EXERCISE BRIEF: Quote every line of the listing below word for word, leaving out the pictures.

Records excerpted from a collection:
□ □ □

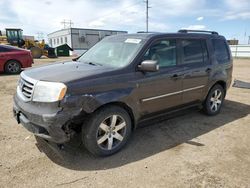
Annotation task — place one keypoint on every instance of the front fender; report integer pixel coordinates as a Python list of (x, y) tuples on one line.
[(90, 102)]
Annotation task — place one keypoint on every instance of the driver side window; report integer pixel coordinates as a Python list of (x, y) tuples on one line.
[(162, 51)]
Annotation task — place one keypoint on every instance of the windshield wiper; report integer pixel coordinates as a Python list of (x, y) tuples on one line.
[(95, 64)]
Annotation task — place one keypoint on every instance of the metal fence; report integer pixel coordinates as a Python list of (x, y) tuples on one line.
[(240, 50)]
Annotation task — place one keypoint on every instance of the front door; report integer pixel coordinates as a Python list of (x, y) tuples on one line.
[(162, 89)]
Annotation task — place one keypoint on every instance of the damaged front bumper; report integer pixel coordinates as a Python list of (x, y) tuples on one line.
[(47, 121)]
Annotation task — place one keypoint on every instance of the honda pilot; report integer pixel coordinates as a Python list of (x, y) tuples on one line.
[(121, 81)]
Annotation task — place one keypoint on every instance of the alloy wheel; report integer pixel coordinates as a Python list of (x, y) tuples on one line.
[(216, 100), (111, 132)]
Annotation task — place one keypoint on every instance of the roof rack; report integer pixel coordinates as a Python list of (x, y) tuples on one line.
[(197, 31)]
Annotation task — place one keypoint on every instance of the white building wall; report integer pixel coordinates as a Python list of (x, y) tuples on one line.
[(79, 39), (60, 37), (240, 50)]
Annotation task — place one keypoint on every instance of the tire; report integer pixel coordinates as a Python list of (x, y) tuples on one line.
[(36, 52), (12, 67), (214, 100), (106, 131)]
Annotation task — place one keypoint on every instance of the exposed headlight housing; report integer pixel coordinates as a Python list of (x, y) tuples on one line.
[(49, 91)]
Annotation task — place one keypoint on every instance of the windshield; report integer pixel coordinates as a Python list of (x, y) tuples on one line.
[(113, 51)]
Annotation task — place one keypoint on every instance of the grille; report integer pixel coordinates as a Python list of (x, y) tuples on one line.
[(26, 88)]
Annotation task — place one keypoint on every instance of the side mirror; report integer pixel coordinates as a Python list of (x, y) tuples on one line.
[(148, 66), (75, 59)]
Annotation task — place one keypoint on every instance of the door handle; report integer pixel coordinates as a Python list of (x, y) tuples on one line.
[(208, 70), (176, 76)]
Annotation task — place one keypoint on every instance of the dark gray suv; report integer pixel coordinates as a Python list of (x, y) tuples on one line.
[(121, 81)]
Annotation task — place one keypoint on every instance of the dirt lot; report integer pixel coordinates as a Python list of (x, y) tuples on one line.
[(188, 151)]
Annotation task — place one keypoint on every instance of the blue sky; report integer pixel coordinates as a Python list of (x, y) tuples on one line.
[(231, 18)]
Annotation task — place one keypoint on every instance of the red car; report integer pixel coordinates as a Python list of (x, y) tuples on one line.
[(13, 59)]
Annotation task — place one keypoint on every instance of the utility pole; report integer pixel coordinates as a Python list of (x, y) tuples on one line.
[(147, 7), (67, 24)]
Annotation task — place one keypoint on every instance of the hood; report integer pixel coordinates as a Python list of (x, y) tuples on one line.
[(65, 71)]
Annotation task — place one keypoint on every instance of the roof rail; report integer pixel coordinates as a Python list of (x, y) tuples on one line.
[(197, 31)]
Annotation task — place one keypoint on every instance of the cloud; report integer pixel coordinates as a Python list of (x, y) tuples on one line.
[(237, 10), (200, 18), (195, 27)]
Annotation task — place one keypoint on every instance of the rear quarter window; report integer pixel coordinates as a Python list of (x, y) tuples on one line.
[(221, 51), (194, 51)]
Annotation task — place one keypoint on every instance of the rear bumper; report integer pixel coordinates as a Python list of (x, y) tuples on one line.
[(52, 126)]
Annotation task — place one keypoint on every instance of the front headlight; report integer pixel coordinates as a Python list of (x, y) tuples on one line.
[(49, 91)]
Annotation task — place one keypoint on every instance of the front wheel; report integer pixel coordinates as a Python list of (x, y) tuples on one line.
[(214, 100), (107, 131), (13, 67)]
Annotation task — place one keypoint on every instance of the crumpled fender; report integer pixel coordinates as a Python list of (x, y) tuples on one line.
[(90, 102)]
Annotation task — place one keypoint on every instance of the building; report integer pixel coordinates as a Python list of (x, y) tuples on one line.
[(233, 42), (28, 37), (79, 39)]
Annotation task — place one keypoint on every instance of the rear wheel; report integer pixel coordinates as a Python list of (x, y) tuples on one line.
[(12, 67), (107, 131), (214, 100)]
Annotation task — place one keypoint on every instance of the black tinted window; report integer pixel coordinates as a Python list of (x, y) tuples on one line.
[(220, 50), (6, 49), (163, 51), (194, 51)]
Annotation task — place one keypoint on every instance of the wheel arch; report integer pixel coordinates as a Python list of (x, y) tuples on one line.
[(125, 107)]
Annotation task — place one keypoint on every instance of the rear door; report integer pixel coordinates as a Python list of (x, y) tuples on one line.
[(196, 69)]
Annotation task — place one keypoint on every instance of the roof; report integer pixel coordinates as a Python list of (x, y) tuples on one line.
[(64, 46), (87, 30), (177, 34)]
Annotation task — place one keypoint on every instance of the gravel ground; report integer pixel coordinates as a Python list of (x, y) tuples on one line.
[(191, 150)]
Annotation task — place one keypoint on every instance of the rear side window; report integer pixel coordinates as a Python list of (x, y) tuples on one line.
[(163, 51), (220, 51), (194, 51)]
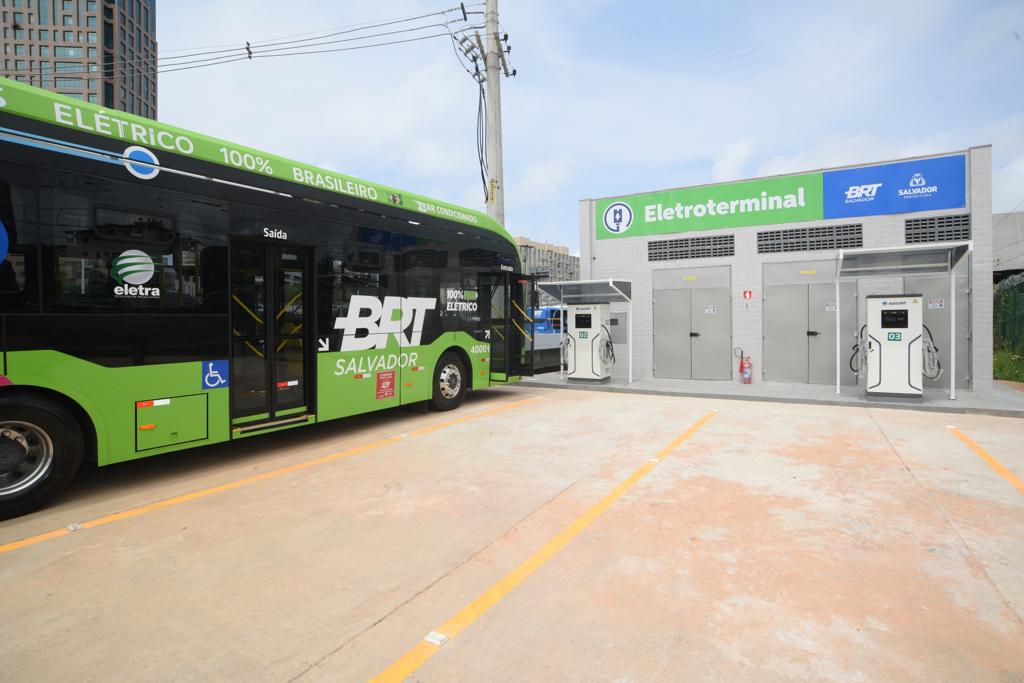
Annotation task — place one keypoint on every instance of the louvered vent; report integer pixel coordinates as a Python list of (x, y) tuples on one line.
[(706, 247), (938, 228), (817, 238)]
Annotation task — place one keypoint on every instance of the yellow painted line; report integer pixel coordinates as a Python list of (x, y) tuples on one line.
[(294, 299), (422, 651), (255, 478), (992, 462)]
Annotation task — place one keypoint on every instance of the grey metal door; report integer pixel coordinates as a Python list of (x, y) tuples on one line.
[(711, 333), (821, 332), (672, 334), (785, 333), (935, 307)]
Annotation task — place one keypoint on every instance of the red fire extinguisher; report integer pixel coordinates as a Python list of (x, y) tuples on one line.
[(745, 367)]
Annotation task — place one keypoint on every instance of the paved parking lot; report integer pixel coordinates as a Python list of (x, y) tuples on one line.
[(540, 535)]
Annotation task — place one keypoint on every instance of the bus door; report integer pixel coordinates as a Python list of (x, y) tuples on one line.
[(269, 331), (510, 328)]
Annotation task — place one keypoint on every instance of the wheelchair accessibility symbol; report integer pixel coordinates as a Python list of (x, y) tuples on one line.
[(214, 374)]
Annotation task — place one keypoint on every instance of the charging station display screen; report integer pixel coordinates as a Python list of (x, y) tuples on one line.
[(896, 317)]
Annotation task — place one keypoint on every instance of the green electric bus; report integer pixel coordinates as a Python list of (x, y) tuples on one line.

□ □ □

ANSWER FOR THIS EXERCISE:
Annotation task — place one keypoint on every instance of the front fender; report integer pixel coordinates as a Python list of (x, y) tuples on one line.
[(90, 102)]
Annotation task — place one keypoint on every instance of the driver side window; report integer pixel coordinates as a Python list of (x, y) tuples on one line.
[(162, 51)]
Annotation task — place one keypoint on every instance of the windshield wiper; report integer pixel coordinates as a Python list of (x, y) tuples on one line.
[(95, 64)]
Annotation task — place one keypoint on every instance of the metal fence; report integer pixel coordinates as a Python list of (x, y) tuples on one line.
[(240, 50)]
Annotation task — place one keypoint on every instance of the front door; report integer pixel coordinates as a Python list of (x, y) tuples on one line.
[(162, 89)]
Annotation task — place one keypoint on every instance of the damaged front bumper; report integer pixel coordinates as a Python list of (x, y) tuples on one line.
[(47, 121)]
Annotation task — place one keypoint on every instance of the honda pilot; report integer pixel coordinates as a Python list of (x, y) tuples on one line.
[(121, 81)]
Annotation task — place one keypoint on every instance of the alloy wheel; report integer pixel coordinates as a Python list of (x, y) tuples on one line.
[(216, 100), (111, 132)]
Annotation task — place one keypoint on every instance of the roof rack; report integer pixel coordinates as a Python list of (x, y) tuples on one line.
[(197, 31)]
Annotation task — place one keypoint on every instance of the white building wall; report integer pixel coordinates as a Python list of (x, y) tuples on one line.
[(79, 39), (60, 37), (240, 50)]
Annotation task — place one keypoint on every instance of the tire; report integer pixel coordinates as a Python list of (x, y) tuples on one line.
[(36, 52), (12, 67), (214, 100), (106, 131)]
Annotation task — place one keypoint on every instance of the exposed headlight housing; report integer pixel coordinates as a Python list of (x, y) tuples on one line.
[(49, 91)]
Annotation task — place one keypoint on every instance of the windshield; report integer pixel coordinates as a Python list of (x, y) tuples on one line.
[(113, 51)]
Annotation task — place one keypoint on every instance of the grille; report integer pixel coordinates as a Python list of (x, y) tuples on one line.
[(26, 88)]
Annotation task — place one keypoint on every instance of the side mirror; report integer pixel coordinates as a Python list of (x, y) tuples on one line.
[(148, 66), (75, 59)]
Annotation task — place one keypoint on every instance of the door handle; report integer pixel coordinates as a Python list of (x, y) tuples on one line.
[(208, 70), (176, 76)]
Annotation task — place one keypoint on every instance of the dark gray suv; report integer pixel coordinates as a Python list of (x, y) tuples on one line.
[(121, 81)]
Annotation task — place one keypoint on every instance of the dirt lot; report integer pixel coordinates as a Python list of (x, y) tuples on one line.
[(188, 151)]
Annotation task — place one keypoint on every instance of the blue sky; report integer pixel coordinates as a Python list of (x, y) tuples on one line.
[(231, 18)]
Annotation task — place one keypoint on every instance of the red car; report integer pixel coordinates as a Python list of (x, y) tuples on one line.
[(13, 59)]
Annotation task — place one keypoint on every instance of the utility pole; report integer pixel coordinates as a Python list of (x, y) tuples on one line.
[(147, 7), (67, 24)]
Annotation task — place one keypoint on every instance of the hood; report integer pixel coordinates as a Python list of (x, y) tuples on one line.
[(65, 71)]
Annotation task — place one keypoint on every instance of the roof rail; report integer pixel coordinates as a Python list of (x, y) tuples on one line.
[(197, 31)]
Annotation task — place one keypoint on every instance of the cloud; report integer pixel coordinates as a Python list of (x, y) tuples on one line.
[(237, 10), (200, 18), (195, 27)]
Annotation task — place one keypoint on every instance of the rear quarter window; report integer pixel coordinates as a Python list of (x, y) tuples on one line.
[(221, 51), (194, 51)]
Annotation task — place one keypoint on every instance of the rear bumper; report integer pixel coordinates as a Python list of (x, y) tuples on one line.
[(52, 126)]
Annotation task — place one keypoint on every instance of the front headlight; report integer pixel coordinates as a Python list of (x, y) tuples on one line.
[(49, 91)]
Annotation task — place one keypoint on every instance of the front wheel; report integer pixel coordinates as a Python list of (x, y) tuples on one line.
[(214, 100), (107, 131), (13, 67)]
Annotation task — place one keypoint on every instance of the crumpled fender; report integer pixel coordinates as a Python list of (x, y) tuples on one line.
[(90, 102)]
Annotation task — place one keypoint on every instance of the building; report integer pixel coordinates as a Python list of (x, y) tuples on one line.
[(233, 42), (28, 37), (79, 39)]
Annotation task — place one keypoint on every instance of the rear wheel; report integer pixel coordinates as a Python list of (x, y) tuples on one line.
[(12, 67), (107, 131), (214, 100)]
Annotation task — place one keypoint on every instance of the black tinted window; report integer pixel coordinates as a Python list of (x, y) tuples on one line.
[(220, 50), (6, 49), (163, 51), (194, 51)]
Annotation task — place one keypoint on every instance of the wheel arch; report integer pixel coordinates as a Python list of (x, y) tuples on one line.
[(125, 107)]
Annotation task — place one keypoint on every instance of the rear door; report integer pixel coordinates as a Python list of (x, y) tuples on one line.
[(196, 69)]
Annotation task — place one keypoint on every instance of the roof; report integer pixel coordinates as a Python list of (x, y) tuples on one line.
[(64, 46), (87, 30), (177, 34)]
Annotation task — place one keypoint on every instance of the gravel ground; report integer pixel coordinates as a Python list of (x, y) tuples on one line.
[(191, 150)]
Annotation task — place one keypoint on every instance of the rear side window; report integer pixel coordinates as a Python list of (x, y) tuples on one line.
[(163, 51), (220, 51), (194, 51)]
Annotation task — place one keypoint on every instance of the louvered vent; report integer pixel coordinates as a Python list of (x, y) tuples on one line.
[(706, 247), (938, 228), (817, 238)]
Annotation task — place one keypoint on every instance of the yellow painted line; report integer pixel coordinates as a Python list of (x, y) tuples on one line.
[(294, 299), (422, 651), (255, 478), (992, 462)]
Annotation task — place one keypoint on every instance of the grey metal door; report integer pixel coordinates as a Python list of (x, y) tuples on one line.
[(711, 333), (821, 332), (672, 334), (785, 333), (935, 307)]
Annotation task — place one keypoint on every instance of the red fire extinguisher; report integer pixel coordinates as a Python list of (x, y) tuples on one line.
[(745, 367)]
Annotation task — place one keypoint on every instance of the paved parking lot; report integer pixel coordinates as a Python list of (x, y) tuples on one line.
[(540, 535)]
Annotation task — place one keypoint on every instance of the bus door; report integer pixel coordinates as a Python list of (x, y) tuples on one line.
[(269, 331), (510, 328)]
Annotation task — place one keypoint on every instance of the wheelchair accessibility symbol; report integer pixel coordinates as a Python list of (x, y) tuples on one line.
[(214, 374)]
Annotation task — place one keypoint on every instance of the charging station display screen; report integer pixel coordinates as a Python list of (x, y) tuples on one line.
[(896, 317)]
Annotation task — place one keypoint on every instance of the green electric bus; report integer pixel coordinates as a Python list of (x, y) tuples on one line.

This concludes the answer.